══ EXCERPTED RECORDS ══

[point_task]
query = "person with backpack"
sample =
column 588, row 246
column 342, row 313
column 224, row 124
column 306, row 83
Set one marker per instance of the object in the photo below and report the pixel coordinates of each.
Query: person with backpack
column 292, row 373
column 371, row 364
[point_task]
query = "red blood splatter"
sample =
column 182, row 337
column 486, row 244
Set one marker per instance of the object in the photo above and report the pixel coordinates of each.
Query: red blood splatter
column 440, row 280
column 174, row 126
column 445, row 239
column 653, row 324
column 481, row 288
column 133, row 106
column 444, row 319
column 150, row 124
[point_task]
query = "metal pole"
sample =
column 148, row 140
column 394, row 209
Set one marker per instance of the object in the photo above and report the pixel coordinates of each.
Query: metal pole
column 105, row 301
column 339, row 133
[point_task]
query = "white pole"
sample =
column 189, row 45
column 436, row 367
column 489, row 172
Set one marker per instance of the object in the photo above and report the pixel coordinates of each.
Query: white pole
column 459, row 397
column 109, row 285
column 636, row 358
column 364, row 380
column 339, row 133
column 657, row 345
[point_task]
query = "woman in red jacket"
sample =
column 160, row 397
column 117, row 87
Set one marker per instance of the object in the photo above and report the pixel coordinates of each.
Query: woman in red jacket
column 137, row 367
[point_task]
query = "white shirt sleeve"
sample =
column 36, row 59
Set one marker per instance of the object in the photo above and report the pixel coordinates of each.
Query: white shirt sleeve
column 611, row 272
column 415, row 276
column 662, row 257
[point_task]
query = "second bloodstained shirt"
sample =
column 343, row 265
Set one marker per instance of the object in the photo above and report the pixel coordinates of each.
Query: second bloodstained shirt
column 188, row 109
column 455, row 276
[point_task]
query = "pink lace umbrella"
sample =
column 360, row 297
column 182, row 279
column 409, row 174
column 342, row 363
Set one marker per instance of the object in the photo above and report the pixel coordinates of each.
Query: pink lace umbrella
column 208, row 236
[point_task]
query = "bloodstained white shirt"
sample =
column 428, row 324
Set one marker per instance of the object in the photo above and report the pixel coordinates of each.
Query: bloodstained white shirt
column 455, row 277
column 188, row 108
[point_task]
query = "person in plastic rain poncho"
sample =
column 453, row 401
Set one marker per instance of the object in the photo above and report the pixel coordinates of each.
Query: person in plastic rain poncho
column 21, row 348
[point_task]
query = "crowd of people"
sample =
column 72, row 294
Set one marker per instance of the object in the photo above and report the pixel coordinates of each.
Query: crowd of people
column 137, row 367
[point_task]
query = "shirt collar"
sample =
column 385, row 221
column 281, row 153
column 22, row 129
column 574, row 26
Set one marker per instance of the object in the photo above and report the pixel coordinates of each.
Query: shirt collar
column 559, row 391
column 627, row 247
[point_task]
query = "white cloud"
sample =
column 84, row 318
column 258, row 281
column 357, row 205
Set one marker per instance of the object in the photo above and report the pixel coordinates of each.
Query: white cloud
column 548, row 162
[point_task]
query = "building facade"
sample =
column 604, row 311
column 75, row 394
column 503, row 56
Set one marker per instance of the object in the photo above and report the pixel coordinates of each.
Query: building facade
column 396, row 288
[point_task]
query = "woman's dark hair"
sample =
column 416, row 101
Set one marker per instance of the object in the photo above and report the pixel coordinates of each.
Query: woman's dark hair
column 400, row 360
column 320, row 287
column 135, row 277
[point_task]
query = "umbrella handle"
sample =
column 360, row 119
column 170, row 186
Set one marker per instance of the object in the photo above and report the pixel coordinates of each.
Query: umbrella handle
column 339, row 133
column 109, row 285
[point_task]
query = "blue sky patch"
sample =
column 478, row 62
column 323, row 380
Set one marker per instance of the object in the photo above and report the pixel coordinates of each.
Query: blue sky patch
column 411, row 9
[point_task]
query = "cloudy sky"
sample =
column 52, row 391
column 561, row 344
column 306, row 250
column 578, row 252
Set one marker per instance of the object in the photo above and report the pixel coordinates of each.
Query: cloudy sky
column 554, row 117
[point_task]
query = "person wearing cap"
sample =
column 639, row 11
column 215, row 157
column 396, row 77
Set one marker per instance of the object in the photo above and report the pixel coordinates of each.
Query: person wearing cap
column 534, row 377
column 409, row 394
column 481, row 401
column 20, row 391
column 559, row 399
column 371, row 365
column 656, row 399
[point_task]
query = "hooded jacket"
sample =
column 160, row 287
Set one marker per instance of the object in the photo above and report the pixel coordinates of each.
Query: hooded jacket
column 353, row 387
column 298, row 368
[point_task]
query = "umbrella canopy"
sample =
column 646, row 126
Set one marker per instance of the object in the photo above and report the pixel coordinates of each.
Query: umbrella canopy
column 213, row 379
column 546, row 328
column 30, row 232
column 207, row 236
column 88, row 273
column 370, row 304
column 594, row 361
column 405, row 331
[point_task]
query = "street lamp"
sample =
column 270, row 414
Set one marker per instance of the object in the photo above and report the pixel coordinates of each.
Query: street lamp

═══

▶ WHAT THE TASK ASKS
After checking the entries, state how many lines contain "street", and write nothing but the number.

▶ RESULT
2